TEXT SECTION =>
::::::::::

AI Engineering

Complete Guide to Using LangChain and LangGraph for RAG

Baljeet Dogra Baljeet Dogra
15 min read

Building RAG systems requires choosing the right framework. LangChain provides powerful abstractions for building RAG pipelines, while LangGraph enables complex, stateful workflows. This comprehensive guide shows you how to use both frameworks effectively for RAG applications.

LangChain vs LangGraph: Understanding the Difference

Before diving into RAG implementation, it's crucial to understand when to use LangChain versus LangGraph. Both are powerful frameworks, but they serve different purposes.

LangChain: The Foundation

LangChain is a framework for building applications with LLMs. It provides:

  • Chains: Sequential workflows (like RetrievalQA chains)
  • Components: Document loaders, text splitters, embeddings, vector stores
  • Agents: LLM-powered decision-making systems
  • Best for: Linear workflows, simple RAG pipelines, quick prototyping

LangGraph: Stateful Workflows

LangGraph extends LangChain with graph-based, stateful workflows. It provides:

  • State Management: Maintain state across multiple steps
  • Conditional Routing: Dynamic paths based on conditions
  • Cycles & Loops: Iterative workflows with feedback
  • Best for: Complex RAG workflows, multi-step reasoning, agentic systems

When to Use Each Framework

Use LangChain When:

  • • Building simple, linear RAG pipelines
  • • Quick prototyping and experimentation
  • • Straightforward retrieval → generation flow
  • • You need standard RAG components
  • • Learning RAG fundamentals

Use LangGraph When:

  • • Building complex, multi-step RAG workflows
  • • Need conditional logic and routing
  • • Implementing iterative retrieval
  • • Building agentic RAG systems
  • • Need state persistence across steps

What is RAG?

Retrieval-Augmented Generation (RAG) combines the power of information retrieval with language models. Instead of relying solely on a model's training data, RAG systems retrieve relevant documents from a knowledge base and use them as context to generate more accurate, up-to-date, and domain-specific answers.

RAG solves several critical problems:

  • Knowledge limitations: LLMs can't know everything, especially recent or proprietary information
  • Hallucinations: RAG provides factual context, reducing made-up information
  • Domain expertise: Use your own documents, databases, or knowledge bases
  • Cost efficiency: Avoid fine-tuning by using retrieval instead

The RAG Pipeline: Step by Step

A RAG system consists of six main components. Understanding each step is crucial for building effective systems:

RAG Pipeline Overview

  1. 1. Data Loading: Load documents from various sources (PDFs, text files, CSVs, etc.)
  2. 2. Document Chunking: Split documents into smaller, manageable chunks
  3. 3. Embeddings: Convert text chunks into numerical vector representations
  4. 4. Vector Stores: Store and index the embeddings for fast retrieval
  5. 5. Retrieval: Find relevant document chunks based on user queries
  6. 6. Generation: Use retrieved context with an LLM to generate answers

1. Data Loading

The first step in building a RAG system is loading your documents. LangChain provides loaders for various file formats, making it easy to ingest data from different sources.

::::::::::

WHAT TO WORK ON =>
a. According to the RAG guide, why can a RAG system give more accurate, up-to-date, and domain-specific answers than a model working from its training data alone?
b. What are the six main components of a RAG system named in the RAG guide's pipeline overview?
c. Extract the passage of the RAG guide from "Retrieval-Augmented Generation (RAG)" to "and domain-specific answers.".

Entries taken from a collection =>
::::::::::

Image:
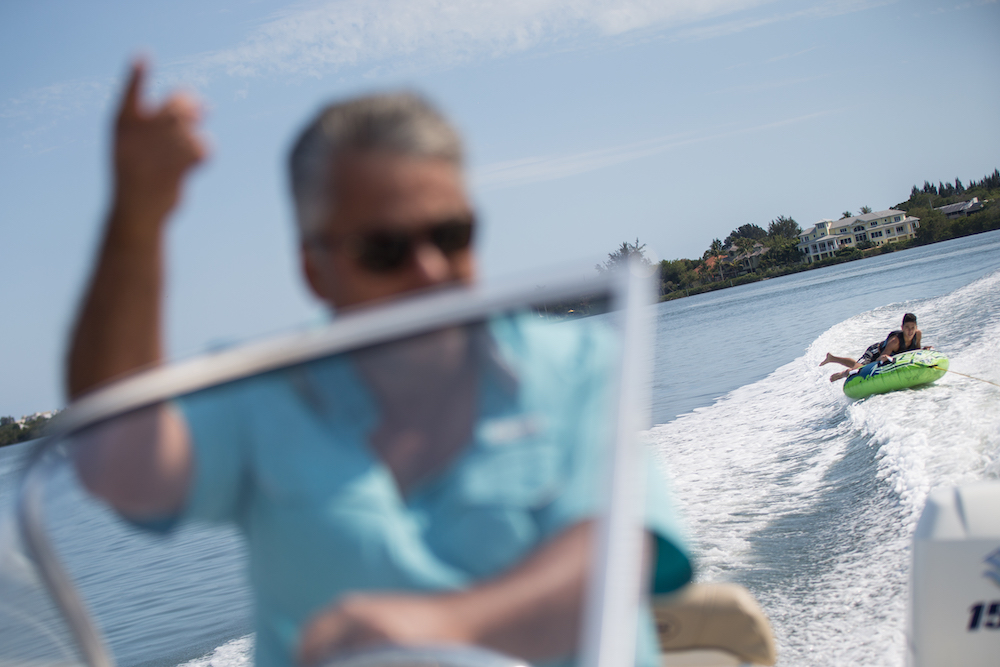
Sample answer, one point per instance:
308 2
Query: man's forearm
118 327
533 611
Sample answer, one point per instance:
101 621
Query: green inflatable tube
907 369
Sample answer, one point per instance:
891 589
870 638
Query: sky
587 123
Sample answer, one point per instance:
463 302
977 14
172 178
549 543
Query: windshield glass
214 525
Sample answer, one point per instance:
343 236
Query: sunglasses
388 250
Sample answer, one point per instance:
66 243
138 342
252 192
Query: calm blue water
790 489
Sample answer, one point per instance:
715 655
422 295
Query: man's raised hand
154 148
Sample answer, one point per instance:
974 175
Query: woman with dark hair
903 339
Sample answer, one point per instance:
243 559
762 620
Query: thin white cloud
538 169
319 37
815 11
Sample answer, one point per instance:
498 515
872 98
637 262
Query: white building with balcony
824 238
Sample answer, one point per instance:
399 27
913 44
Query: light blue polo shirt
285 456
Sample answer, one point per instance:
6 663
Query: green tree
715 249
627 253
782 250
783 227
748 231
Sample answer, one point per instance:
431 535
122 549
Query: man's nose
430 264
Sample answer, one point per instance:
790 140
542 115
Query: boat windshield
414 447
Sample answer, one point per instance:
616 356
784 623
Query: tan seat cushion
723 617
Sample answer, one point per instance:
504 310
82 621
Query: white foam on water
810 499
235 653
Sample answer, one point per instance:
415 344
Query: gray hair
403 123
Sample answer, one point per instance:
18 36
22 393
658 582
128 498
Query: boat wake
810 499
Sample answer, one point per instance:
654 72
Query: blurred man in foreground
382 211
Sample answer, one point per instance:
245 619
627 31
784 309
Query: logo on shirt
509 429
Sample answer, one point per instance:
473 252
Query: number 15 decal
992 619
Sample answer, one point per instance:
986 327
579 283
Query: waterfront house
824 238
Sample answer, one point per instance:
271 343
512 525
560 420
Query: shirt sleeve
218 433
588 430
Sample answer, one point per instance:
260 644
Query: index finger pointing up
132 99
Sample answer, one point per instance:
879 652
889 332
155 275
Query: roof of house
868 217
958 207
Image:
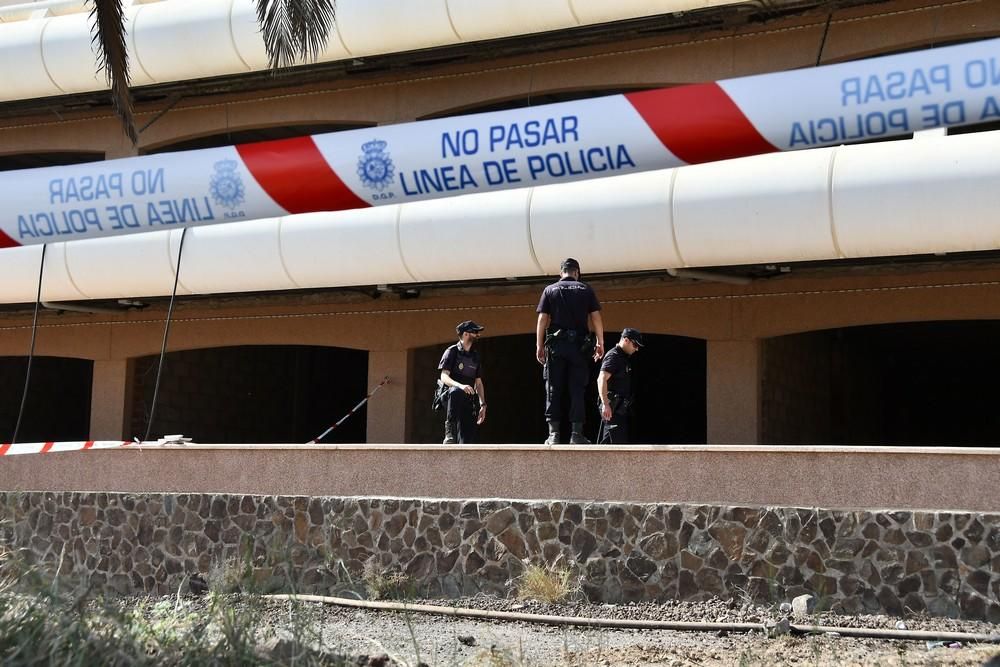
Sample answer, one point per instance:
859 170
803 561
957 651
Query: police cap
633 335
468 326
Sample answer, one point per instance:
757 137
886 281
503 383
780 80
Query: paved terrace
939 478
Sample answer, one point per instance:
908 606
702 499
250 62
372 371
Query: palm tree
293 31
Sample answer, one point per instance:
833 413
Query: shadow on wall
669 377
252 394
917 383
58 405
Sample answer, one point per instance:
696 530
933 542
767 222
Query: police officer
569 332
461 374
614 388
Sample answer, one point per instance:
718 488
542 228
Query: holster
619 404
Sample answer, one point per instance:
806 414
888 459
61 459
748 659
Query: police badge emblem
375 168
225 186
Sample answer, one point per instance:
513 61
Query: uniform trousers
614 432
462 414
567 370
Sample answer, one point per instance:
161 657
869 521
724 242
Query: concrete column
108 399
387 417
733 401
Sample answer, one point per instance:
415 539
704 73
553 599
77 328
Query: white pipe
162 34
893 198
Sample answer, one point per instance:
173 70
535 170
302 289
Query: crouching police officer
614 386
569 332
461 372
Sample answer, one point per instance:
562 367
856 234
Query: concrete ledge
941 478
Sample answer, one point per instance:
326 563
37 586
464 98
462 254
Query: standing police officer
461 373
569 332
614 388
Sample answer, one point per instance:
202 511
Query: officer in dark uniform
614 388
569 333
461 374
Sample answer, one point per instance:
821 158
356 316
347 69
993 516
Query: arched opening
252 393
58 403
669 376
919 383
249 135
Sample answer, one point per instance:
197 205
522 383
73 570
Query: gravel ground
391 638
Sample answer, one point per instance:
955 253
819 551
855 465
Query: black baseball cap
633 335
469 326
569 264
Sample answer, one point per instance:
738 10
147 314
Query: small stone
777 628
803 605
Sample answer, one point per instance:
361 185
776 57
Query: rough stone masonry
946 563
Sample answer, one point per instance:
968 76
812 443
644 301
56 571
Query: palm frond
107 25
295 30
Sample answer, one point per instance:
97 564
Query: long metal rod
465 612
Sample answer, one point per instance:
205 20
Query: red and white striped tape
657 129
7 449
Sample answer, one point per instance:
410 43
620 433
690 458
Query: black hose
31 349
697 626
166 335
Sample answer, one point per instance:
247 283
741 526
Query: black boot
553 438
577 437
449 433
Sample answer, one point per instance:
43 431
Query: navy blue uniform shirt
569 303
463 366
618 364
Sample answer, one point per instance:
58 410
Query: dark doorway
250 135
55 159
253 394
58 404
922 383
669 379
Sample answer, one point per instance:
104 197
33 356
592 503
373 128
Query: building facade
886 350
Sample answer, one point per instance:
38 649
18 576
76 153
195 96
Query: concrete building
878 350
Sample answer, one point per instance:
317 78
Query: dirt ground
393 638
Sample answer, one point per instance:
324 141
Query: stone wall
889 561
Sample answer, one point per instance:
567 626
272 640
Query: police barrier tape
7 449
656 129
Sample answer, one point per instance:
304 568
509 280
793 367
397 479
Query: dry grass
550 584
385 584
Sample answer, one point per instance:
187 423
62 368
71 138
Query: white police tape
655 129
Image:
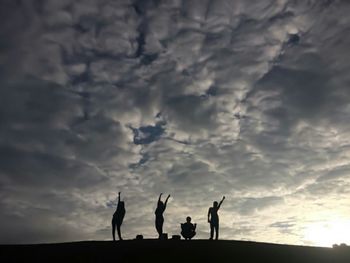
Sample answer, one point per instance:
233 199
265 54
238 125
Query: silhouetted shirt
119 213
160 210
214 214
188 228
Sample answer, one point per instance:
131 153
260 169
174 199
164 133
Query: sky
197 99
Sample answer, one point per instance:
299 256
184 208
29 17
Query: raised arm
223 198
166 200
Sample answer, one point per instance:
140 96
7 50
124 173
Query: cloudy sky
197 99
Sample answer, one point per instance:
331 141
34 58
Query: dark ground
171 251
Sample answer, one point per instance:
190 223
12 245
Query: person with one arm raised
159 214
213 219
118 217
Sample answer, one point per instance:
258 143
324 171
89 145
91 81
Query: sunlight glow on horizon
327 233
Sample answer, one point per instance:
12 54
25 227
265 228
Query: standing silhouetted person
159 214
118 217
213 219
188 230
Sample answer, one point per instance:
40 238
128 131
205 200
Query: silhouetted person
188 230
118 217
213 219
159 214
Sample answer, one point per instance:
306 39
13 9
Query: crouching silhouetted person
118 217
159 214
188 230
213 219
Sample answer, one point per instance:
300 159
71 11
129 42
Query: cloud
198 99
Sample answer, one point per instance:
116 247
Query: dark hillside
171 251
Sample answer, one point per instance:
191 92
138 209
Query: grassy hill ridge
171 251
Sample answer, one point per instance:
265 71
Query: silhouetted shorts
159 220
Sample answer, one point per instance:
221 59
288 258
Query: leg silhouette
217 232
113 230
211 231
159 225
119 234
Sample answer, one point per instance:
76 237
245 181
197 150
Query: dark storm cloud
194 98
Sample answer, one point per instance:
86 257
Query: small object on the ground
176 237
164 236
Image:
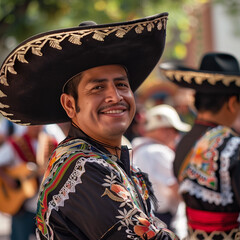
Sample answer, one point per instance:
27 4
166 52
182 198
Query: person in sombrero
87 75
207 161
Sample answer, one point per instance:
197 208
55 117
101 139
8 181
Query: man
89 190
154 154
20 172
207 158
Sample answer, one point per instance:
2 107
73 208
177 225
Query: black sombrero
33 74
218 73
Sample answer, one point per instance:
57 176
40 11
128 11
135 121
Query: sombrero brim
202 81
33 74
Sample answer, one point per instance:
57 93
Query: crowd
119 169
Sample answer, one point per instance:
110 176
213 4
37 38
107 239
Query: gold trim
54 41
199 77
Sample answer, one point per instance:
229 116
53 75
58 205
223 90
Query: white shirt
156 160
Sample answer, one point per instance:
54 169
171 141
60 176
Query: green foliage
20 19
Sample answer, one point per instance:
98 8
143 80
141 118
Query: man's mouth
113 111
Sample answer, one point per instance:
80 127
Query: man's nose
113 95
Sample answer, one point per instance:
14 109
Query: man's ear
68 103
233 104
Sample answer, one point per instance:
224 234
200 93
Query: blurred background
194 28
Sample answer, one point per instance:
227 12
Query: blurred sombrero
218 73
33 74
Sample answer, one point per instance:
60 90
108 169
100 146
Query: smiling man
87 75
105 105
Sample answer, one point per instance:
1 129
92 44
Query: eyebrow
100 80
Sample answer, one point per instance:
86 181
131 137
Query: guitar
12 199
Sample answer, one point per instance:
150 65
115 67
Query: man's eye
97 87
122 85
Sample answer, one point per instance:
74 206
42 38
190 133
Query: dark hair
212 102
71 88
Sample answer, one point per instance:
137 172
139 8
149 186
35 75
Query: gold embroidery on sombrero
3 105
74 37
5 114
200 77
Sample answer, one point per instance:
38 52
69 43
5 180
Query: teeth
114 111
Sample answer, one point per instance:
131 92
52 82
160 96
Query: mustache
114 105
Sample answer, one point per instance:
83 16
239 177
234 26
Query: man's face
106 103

::::::::::

SOLUTIONS TO THE EXERCISE =>
a. A RAG system doesn't rely solely on the model's training data. It retrieves relevant documents from a knowledge base and uses them as context when it generates its answers.

b.
1. Data Loading
2. Document Chunking
3. Embeddings
4. Vector Stores
5. Retrieval
6. Generation

c.
Retrieval-Augmented Generation (RAG) combines the power of information retrieval with language models. Instead of relying solely on a model's training data, RAG systems retrieve relevant documents from a knowledge base and use them as context to generate more accurate, up-to-date, and domain-specific answers.